(Your task):
Every record below should be transcribed exactly. Omit the images.

(Provided entries):

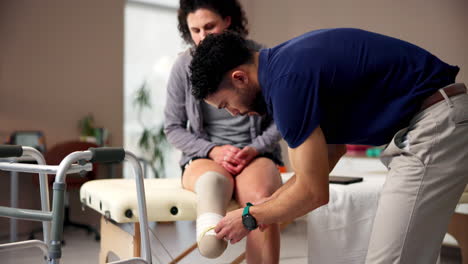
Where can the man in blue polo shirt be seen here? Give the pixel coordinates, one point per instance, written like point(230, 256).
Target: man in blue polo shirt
point(332, 87)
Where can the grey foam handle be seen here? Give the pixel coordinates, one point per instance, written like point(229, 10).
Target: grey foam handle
point(107, 155)
point(8, 151)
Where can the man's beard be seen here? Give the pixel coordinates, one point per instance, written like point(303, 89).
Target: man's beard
point(258, 104)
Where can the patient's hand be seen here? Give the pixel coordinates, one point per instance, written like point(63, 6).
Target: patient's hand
point(225, 153)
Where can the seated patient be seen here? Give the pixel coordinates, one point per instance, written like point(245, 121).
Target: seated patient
point(224, 154)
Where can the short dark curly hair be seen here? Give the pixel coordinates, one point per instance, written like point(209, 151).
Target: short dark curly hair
point(224, 8)
point(214, 57)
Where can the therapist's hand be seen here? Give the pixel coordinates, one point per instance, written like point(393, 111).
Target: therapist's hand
point(231, 227)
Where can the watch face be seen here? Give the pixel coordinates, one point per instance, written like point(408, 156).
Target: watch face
point(249, 222)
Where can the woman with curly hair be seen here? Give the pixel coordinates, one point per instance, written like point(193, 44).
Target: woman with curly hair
point(225, 155)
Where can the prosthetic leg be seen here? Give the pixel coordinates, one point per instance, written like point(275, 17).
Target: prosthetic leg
point(214, 191)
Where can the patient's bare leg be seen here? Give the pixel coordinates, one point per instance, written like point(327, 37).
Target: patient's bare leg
point(214, 191)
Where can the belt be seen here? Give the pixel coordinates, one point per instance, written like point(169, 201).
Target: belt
point(450, 90)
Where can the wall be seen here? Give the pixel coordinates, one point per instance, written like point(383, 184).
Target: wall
point(438, 26)
point(59, 60)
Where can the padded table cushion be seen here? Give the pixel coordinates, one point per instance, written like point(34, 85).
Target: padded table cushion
point(116, 199)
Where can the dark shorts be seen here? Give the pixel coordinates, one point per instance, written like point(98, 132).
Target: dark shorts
point(266, 155)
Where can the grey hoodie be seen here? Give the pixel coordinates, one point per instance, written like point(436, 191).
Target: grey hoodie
point(183, 122)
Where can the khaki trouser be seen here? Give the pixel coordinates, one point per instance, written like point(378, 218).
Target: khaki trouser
point(425, 181)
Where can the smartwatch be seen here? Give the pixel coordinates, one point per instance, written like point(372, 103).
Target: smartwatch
point(250, 223)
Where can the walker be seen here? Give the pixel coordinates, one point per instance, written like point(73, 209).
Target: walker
point(52, 220)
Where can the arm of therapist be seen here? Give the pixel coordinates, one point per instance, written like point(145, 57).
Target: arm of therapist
point(308, 189)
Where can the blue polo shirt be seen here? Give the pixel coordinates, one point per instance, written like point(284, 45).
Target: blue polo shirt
point(360, 87)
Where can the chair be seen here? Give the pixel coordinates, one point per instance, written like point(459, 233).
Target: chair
point(74, 181)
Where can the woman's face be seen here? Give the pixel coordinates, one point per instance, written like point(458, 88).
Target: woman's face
point(203, 22)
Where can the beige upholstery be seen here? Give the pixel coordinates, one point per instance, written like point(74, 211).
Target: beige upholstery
point(116, 199)
point(464, 198)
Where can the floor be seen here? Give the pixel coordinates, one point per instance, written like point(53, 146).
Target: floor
point(173, 238)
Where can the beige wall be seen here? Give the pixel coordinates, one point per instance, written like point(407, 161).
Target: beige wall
point(59, 60)
point(439, 26)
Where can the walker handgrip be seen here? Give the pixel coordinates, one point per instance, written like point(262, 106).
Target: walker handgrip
point(8, 151)
point(107, 155)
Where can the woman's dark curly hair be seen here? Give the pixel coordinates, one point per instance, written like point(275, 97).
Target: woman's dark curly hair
point(214, 57)
point(223, 8)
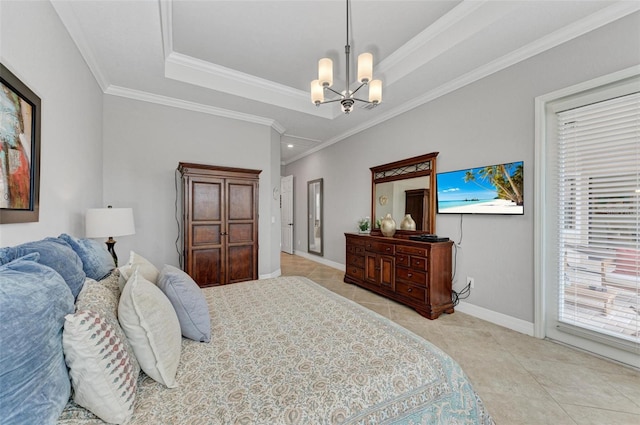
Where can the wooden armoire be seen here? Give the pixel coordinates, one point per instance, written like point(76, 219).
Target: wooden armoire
point(219, 223)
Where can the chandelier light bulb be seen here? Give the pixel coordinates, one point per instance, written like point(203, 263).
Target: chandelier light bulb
point(325, 72)
point(317, 92)
point(365, 67)
point(375, 91)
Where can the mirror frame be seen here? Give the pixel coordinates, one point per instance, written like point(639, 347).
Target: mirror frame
point(417, 166)
point(320, 207)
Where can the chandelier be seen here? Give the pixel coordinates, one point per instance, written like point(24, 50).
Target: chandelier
point(347, 97)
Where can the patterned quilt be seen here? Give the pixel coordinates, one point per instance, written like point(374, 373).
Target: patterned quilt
point(288, 351)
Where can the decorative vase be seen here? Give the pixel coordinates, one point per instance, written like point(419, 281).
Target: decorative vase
point(388, 225)
point(407, 223)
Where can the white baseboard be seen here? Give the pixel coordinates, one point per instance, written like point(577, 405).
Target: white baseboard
point(270, 275)
point(500, 319)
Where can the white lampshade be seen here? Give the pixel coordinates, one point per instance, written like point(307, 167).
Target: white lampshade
point(317, 92)
point(365, 67)
point(106, 222)
point(375, 91)
point(325, 72)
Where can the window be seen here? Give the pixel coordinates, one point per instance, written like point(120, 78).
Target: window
point(588, 244)
point(598, 185)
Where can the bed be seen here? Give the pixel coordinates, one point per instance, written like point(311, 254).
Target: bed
point(288, 351)
point(274, 351)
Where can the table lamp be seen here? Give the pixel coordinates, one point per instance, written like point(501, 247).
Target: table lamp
point(109, 222)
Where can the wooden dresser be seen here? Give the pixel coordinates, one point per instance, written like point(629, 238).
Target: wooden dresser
point(417, 274)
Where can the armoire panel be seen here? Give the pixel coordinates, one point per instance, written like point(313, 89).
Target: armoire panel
point(206, 200)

(Response to this task):
Where can the man in blue polo shirt be seen here? Give the pixel coordinates, one point per instance, written like point(230, 256).
Target: man in blue polo shirt
point(332, 87)
Where can the grey foam handle be seen here? Give the pixel coordinates, one point per instance, written like point(229, 10).
Target: grey foam handle
point(107, 155)
point(8, 151)
Where can the man's beard be seen here? Give the pixel coordinates, one point per instance, written like point(303, 89).
Target: man's beard
point(258, 104)
Where can the patient's hand be seen here? Give the pixel coordinates, one point per instance, written like point(63, 6).
Target: patient's hand
point(225, 153)
Where can the seated patient be seen here? Give the pixel coordinates, one point per instance, written like point(245, 121).
Target: seated patient
point(224, 154)
Where can the short dark curly hair be seen here? Give the pixel coordinates, one point per instance, written like point(209, 151).
Target: short dark curly hair
point(224, 8)
point(214, 57)
Where can the therapist's hand be seen here? Give the pixel coordinates, one point per instance, written like point(393, 111).
Target: therapist's hand
point(231, 227)
Where can the watch face be seen here? Give the pixel coordinates, one point per instance, written like point(408, 156).
Target: watch face
point(249, 222)
Where can the woman with curly hair be seen here? Give the pixel coordinates, one point per instance, written like point(193, 44).
Target: woman with curly hair
point(225, 155)
Where can the prosthetic leg be seen here? Give the pixel coordinates, one point per instance, written like point(275, 17).
Target: prosthetic leg
point(214, 191)
Where can the patient's bare leg be seen here? Give the pixel coordinates, one point per instance, written like point(327, 37).
Target: patient's bare leg
point(214, 191)
Where can the belt be seen here? Give the pixel coordinates, one point per instance, written like point(169, 201).
Target: belt
point(450, 90)
Where can the wall be seen here? Give the pixel coordinates, one point per instance, written like point(383, 184).
Target: wall
point(438, 26)
point(59, 60)
Where can the padded table cushion be seen here? Give the pixel coordinates, one point per instance, written like point(34, 85).
Target: padded table cushion
point(116, 199)
Where can the dark shorts be seen here? Give the pixel coordinates, one point per instance, written like point(98, 132).
Target: dark shorts
point(266, 155)
Where can the grey hoodie be seen here? Give the pixel coordinates, one point per instance, written like point(436, 191).
Target: grey hoodie
point(183, 122)
Where can the khaki trouser be seen here? Give the pixel coordinates, one point per instance, written like point(378, 218).
Target: khaki trouser
point(425, 181)
Where can the smartwatch be seen here? Give the pixel coordinates, one point per instance, written like point(372, 103).
Target: smartwatch
point(250, 223)
Where can the walker be seen here? Give the pixel coordinates, one point per instance, written like point(73, 209).
Target: walker
point(52, 220)
Where can the arm of therapist be seen here? Give the pixel coordinates, one point per instance, written like point(145, 57).
Target: arm of therapist
point(308, 189)
Where can the blue polo shirt be seen here? Give the pixel coordinates, one point per instance, written like point(284, 45).
Target: blue polo shirt
point(360, 87)
Where can the chair be seen here? Give the pixel coordinates, one point per instance, written like point(459, 233).
Target: chair
point(74, 181)
Where can the woman's face be seen here? Give the pixel coordinates, one point per instance, written like point(458, 88).
Target: woman's face
point(203, 22)
Where can the beige upholstery be seen here? Give the pixel coordinates, one point per instance, written like point(74, 211).
Target: beige upholstery
point(116, 199)
point(464, 198)
Where can the floor be seen here? Give the pixel coordinates, one point per instance, written like point(53, 146).
Target: floor
point(173, 238)
Where can the beige wall be seen here? Give the pixel coordinates, one point per instance, written like point(407, 161).
Target: beige wall
point(59, 60)
point(439, 26)
Where can the walker handgrip be seen here? Give the pixel coordinates, one point per instance, written like point(262, 106).
Target: walker handgrip
point(8, 151)
point(107, 155)
Where can the woman's dark curly hair be seen here? Give the pixel coordinates, one point per instance, written like point(275, 97).
Target: woman's dark curly hair
point(214, 57)
point(223, 8)
Where can the wooden armoire be seen here? Give the pixel coordinates, one point per instance, written like point(76, 219).
Target: wooden armoire
point(219, 223)
Where can the chandelier light bulb be seen here? Give the pixel coordinates, one point per instance, written like point(203, 263).
Target: chandelier light bulb
point(325, 72)
point(317, 92)
point(365, 67)
point(375, 91)
Where can the mirror frame be seen here? Give the pixel coordinates, one point per instance, written like point(639, 347).
Target: mirror frame
point(417, 166)
point(320, 207)
Where can the chandelier be seen here? Give the pixel coordinates, one point per instance, written like point(24, 50).
Target: chandelier
point(347, 97)
Where can the patterned quilt be seen here? Give the pixel coordinates, one point per instance, written like point(374, 373).
Target: patterned quilt
point(288, 351)
Where can the decorative vase be seen here? Give the pixel coordinates, one point per instance, written like point(419, 281).
Target: decorative vase
point(388, 225)
point(407, 223)
Where can the white baseboard be seen here? Give the pixel coordinates, one point per instance, written like point(577, 405).
Target: white baseboard
point(270, 275)
point(500, 319)
Where can the white lampshade be seen here? Give the pixel coordinates, one point per instance, written like point(307, 167).
Target: white lampshade
point(317, 92)
point(365, 67)
point(106, 222)
point(375, 91)
point(325, 72)
Where can the window be seen here? Give the pixel coordinates, one point per instance, written like point(120, 78).
Target: window
point(588, 244)
point(598, 185)
Where can the bed be seen here? Give the pixel coordinates, one point per instance, written like point(311, 254).
Target: bed
point(288, 351)
point(274, 351)
Where can the table lamp be seen here? Give the pixel coordinates, one point per instance, written like point(501, 247).
Target: table lamp
point(109, 222)
Where can the wooden dresser be seen here? Give the pixel coordinates, one point per instance, written like point(629, 238).
Target: wooden dresser
point(417, 274)
Where can the armoire panel be seen here? Give the pixel coordinates, one point per instance, written like point(313, 89).
Target: armoire panel
point(206, 200)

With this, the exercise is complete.